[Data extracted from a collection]

■ ■ ■ ■ ■ ■ ■

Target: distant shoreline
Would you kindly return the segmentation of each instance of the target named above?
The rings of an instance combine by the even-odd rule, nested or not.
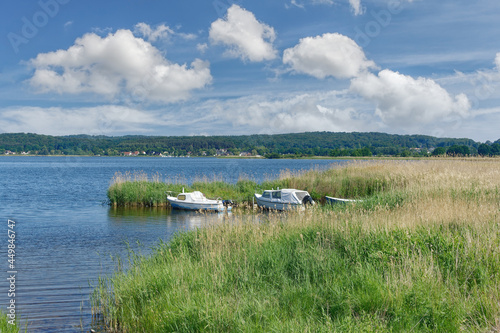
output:
[[[89,158],[95,158],[95,157],[121,157],[121,158],[173,158],[173,159],[189,159],[189,158],[217,158],[217,159],[241,159],[241,160],[273,160],[273,158],[266,158],[264,156],[257,157],[257,156],[172,156],[172,157],[161,157],[161,156],[151,156],[151,155],[146,155],[146,156],[106,156],[106,155],[20,155],[20,154],[3,154],[0,156],[4,157],[89,157]],[[369,161],[369,160],[402,160],[402,161],[407,161],[407,160],[423,160],[423,161],[434,161],[434,160],[441,160],[441,159],[457,159],[457,160],[496,160],[498,157],[496,156],[429,156],[429,157],[415,157],[415,156],[407,156],[407,157],[402,157],[402,156],[304,156],[304,157],[281,157],[281,158],[276,158],[277,160],[364,160],[364,161]]]

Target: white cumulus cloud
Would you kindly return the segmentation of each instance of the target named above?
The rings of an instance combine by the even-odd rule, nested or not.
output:
[[[418,127],[446,117],[469,115],[464,94],[451,96],[434,80],[385,69],[351,81],[351,91],[376,104],[376,114],[389,126]]]
[[[296,46],[284,51],[283,63],[297,73],[318,79],[327,76],[348,79],[376,67],[355,41],[338,33],[302,38]]]
[[[126,95],[175,102],[212,80],[207,62],[195,59],[189,67],[171,63],[130,30],[118,30],[104,38],[86,34],[67,50],[38,54],[30,64],[35,68],[31,86],[39,92],[61,94]]]
[[[238,5],[229,7],[225,19],[212,23],[209,37],[213,44],[226,45],[232,57],[258,62],[277,56],[272,45],[276,38],[274,29]]]

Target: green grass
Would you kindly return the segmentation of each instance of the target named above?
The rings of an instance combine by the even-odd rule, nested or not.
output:
[[[1,333],[17,333],[19,332],[18,322],[15,321],[15,325],[9,324],[11,319],[7,317],[7,315],[0,311],[0,332]]]
[[[101,305],[124,332],[482,331],[499,313],[500,234],[490,228],[496,249],[453,224],[315,226],[258,243],[240,235],[217,258],[210,231],[198,230],[136,258]]]
[[[326,174],[364,201],[179,233],[101,278],[94,311],[118,332],[499,331],[499,163],[347,169]]]

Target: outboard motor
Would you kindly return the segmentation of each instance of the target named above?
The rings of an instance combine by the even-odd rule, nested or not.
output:
[[[309,205],[311,205],[311,206],[312,206],[312,205],[314,205],[314,200],[313,200],[313,198],[311,198],[311,196],[310,196],[310,195],[306,195],[306,196],[302,199],[302,204],[303,204],[303,205],[307,205],[307,204],[309,204]]]
[[[232,210],[233,208],[233,200],[223,200],[222,204],[224,205],[224,207],[226,207],[228,211]]]

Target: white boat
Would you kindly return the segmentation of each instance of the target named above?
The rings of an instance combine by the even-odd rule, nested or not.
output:
[[[362,201],[362,200],[354,200],[354,199],[334,198],[334,197],[329,197],[329,196],[325,196],[325,198],[326,198],[326,202],[329,203],[329,204],[337,204],[337,203],[346,204],[346,203],[350,203],[350,202],[360,202],[360,201]]]
[[[174,209],[224,211],[222,200],[207,199],[199,191],[188,193],[183,191],[177,197],[167,196],[167,200]]]
[[[304,209],[304,205],[314,204],[307,191],[296,189],[266,190],[262,194],[255,193],[255,200],[259,207],[276,210]]]

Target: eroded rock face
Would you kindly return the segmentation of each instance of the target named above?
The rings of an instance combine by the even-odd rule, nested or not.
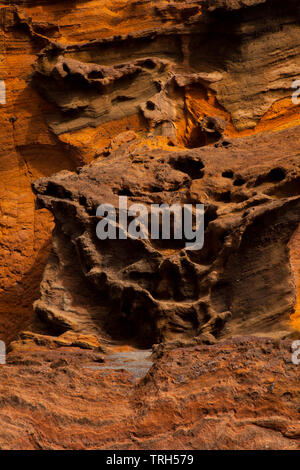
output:
[[[291,265],[294,272],[294,282],[297,289],[297,301],[295,311],[292,315],[292,322],[296,329],[300,326],[300,226],[294,233],[290,241]]]
[[[76,348],[12,353],[1,366],[1,448],[299,449],[288,340],[179,348],[134,387],[126,370],[93,364],[98,354]]]
[[[296,303],[288,244],[300,223],[299,149],[299,128],[182,151],[136,139],[77,173],[36,181],[39,207],[56,222],[37,314],[50,327],[147,346],[286,335]],[[204,203],[204,247],[150,235],[98,240],[96,209],[118,208],[120,195],[149,212]]]
[[[189,118],[189,88],[212,93],[241,131],[290,97],[300,71],[296,0],[180,3],[169,5],[179,21],[159,29],[45,49],[35,78],[60,110],[49,116],[54,132],[142,111],[158,134],[174,136]]]
[[[197,148],[299,124],[296,0],[4,1],[0,35],[6,341],[32,320],[49,253],[52,219],[34,209],[36,178],[92,161],[128,129],[164,136],[158,148]]]
[[[1,2],[1,448],[299,448],[299,17]],[[203,249],[101,242],[119,196],[204,203]]]

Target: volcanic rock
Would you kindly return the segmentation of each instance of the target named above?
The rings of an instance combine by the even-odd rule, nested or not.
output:
[[[203,334],[288,335],[299,151],[299,128],[184,151],[133,140],[77,173],[37,180],[38,206],[56,226],[36,313],[61,332],[121,334],[145,347]],[[203,248],[151,236],[99,240],[97,207],[118,207],[120,195],[149,212],[204,203]]]
[[[1,2],[1,449],[299,449],[299,18]],[[203,203],[203,248],[100,241],[119,197]]]
[[[299,450],[288,340],[179,348],[135,386],[125,369],[96,363],[78,348],[11,353],[1,366],[1,448]]]

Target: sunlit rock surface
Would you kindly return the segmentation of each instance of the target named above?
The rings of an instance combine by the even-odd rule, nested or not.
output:
[[[2,448],[298,448],[299,8],[0,2]],[[100,243],[120,195],[203,250]]]

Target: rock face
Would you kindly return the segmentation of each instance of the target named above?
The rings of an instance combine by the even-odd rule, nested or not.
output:
[[[299,150],[299,128],[185,151],[133,140],[76,174],[38,180],[37,202],[56,228],[36,312],[50,327],[121,332],[145,346],[286,335],[296,303],[288,244],[300,222]],[[120,195],[149,212],[205,203],[203,249],[150,235],[98,240],[97,207],[118,207]]]
[[[1,448],[299,449],[287,340],[179,348],[135,387],[126,370],[89,368],[97,363],[78,349],[12,353],[1,369]]]
[[[299,18],[0,3],[1,448],[298,448]],[[124,196],[203,203],[203,248],[100,241],[97,207]],[[112,370],[151,346],[142,381]]]
[[[32,319],[53,227],[30,183],[92,161],[128,129],[197,148],[299,124],[300,35],[296,0],[0,8],[0,336],[10,340]]]

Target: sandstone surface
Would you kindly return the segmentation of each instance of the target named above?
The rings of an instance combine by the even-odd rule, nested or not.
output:
[[[299,449],[299,1],[0,0],[0,80],[0,448]]]
[[[133,385],[125,368],[103,369],[99,353],[14,352],[1,369],[0,445],[299,450],[299,373],[290,357],[290,341],[255,337],[179,348]]]

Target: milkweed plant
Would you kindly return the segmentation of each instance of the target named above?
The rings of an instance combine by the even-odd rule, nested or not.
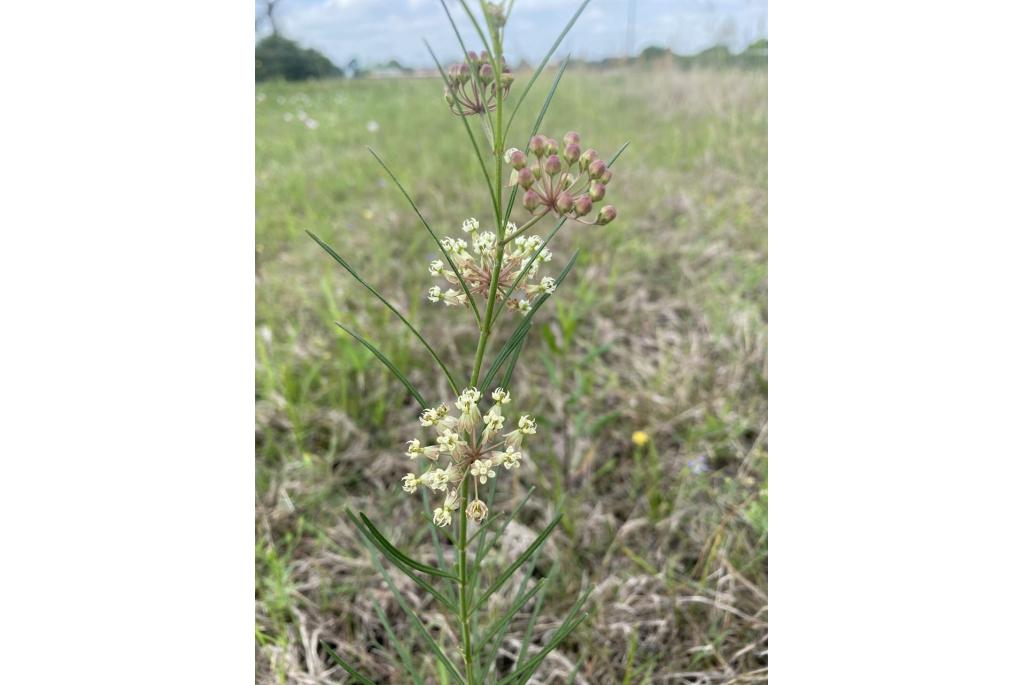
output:
[[[477,327],[479,335],[468,380],[458,378],[408,319],[344,258],[316,235],[310,233],[310,236],[410,329],[444,375],[444,382],[451,393],[448,397],[437,398],[439,402],[427,402],[376,345],[338,323],[391,371],[421,407],[419,425],[410,425],[410,439],[405,445],[409,473],[395,487],[401,487],[410,495],[419,493],[425,508],[424,525],[431,527],[436,565],[413,559],[399,550],[365,513],[358,516],[351,510],[346,510],[346,513],[366,543],[378,572],[408,615],[411,626],[436,659],[441,682],[523,685],[547,654],[587,617],[583,608],[589,589],[584,590],[566,612],[548,642],[535,651],[530,650],[547,578],[532,583],[532,586],[530,581],[537,552],[558,526],[561,511],[515,560],[493,574],[483,572],[484,558],[532,493],[531,489],[511,512],[505,511],[505,505],[494,501],[498,491],[496,483],[508,478],[528,459],[527,445],[537,433],[536,420],[524,411],[525,408],[515,404],[509,387],[531,319],[556,292],[578,254],[577,251],[572,255],[557,276],[544,273],[554,260],[548,244],[567,222],[603,226],[615,219],[615,207],[610,204],[598,207],[598,203],[604,201],[608,192],[612,179],[610,167],[626,145],[605,161],[596,150],[584,147],[579,133],[570,131],[561,140],[540,133],[544,114],[568,59],[555,75],[523,149],[507,144],[509,129],[526,95],[589,0],[584,0],[576,10],[519,94],[515,93],[515,77],[506,65],[503,50],[505,24],[515,0],[481,1],[478,12],[471,9],[466,0],[459,2],[480,40],[480,50],[468,49],[444,0],[441,0],[441,6],[461,46],[463,60],[445,69],[429,43],[424,42],[444,82],[444,102],[454,115],[456,125],[461,123],[465,129],[468,147],[472,148],[479,162],[480,177],[486,184],[490,199],[486,223],[493,222],[492,227],[485,227],[485,222],[476,218],[467,218],[462,222],[461,230],[456,228],[453,231],[455,235],[439,236],[385,161],[372,149],[370,152],[405,196],[437,245],[440,258],[426,264],[425,272],[434,279],[433,285],[425,288],[426,299],[435,306],[453,309],[452,316],[461,312],[472,317]],[[510,106],[512,100],[515,104]],[[517,196],[521,211],[526,215],[518,225],[511,221]],[[553,222],[545,237],[530,233],[545,219]],[[519,321],[492,355],[485,372],[484,361],[488,357],[489,346],[496,346],[492,338],[505,312],[518,316]],[[469,353],[467,349],[467,359]],[[495,513],[495,509],[501,511]],[[442,536],[450,545],[447,555]],[[451,626],[455,628],[452,634],[458,639],[454,648],[446,649],[431,635],[416,608],[396,588],[389,567],[383,564],[382,558],[412,579],[448,612],[452,618]],[[503,603],[504,612],[490,625],[481,625],[483,619],[490,615],[484,611],[487,603],[524,564],[528,564],[526,573],[517,590],[511,592]],[[488,578],[490,582],[485,585],[485,575],[495,577]],[[508,635],[512,619],[534,599],[533,613],[521,636],[517,659],[508,673],[498,673],[498,649]],[[381,608],[375,605],[375,609],[409,679],[422,685],[426,676],[416,667],[410,646],[397,638]],[[322,644],[327,654],[349,674],[351,681],[373,682],[329,645]]]

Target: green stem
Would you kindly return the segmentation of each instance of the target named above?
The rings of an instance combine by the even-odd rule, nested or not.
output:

■ ■ ■ ■ ■ ■ ■

## [TASK INSTRUCTIONS]
Whenever a line of the data holds the string "surface", pick that line out.

## [ANSWER FOR THIS EXERCISE]
Target: sunlit rock surface
Target: sandstone surface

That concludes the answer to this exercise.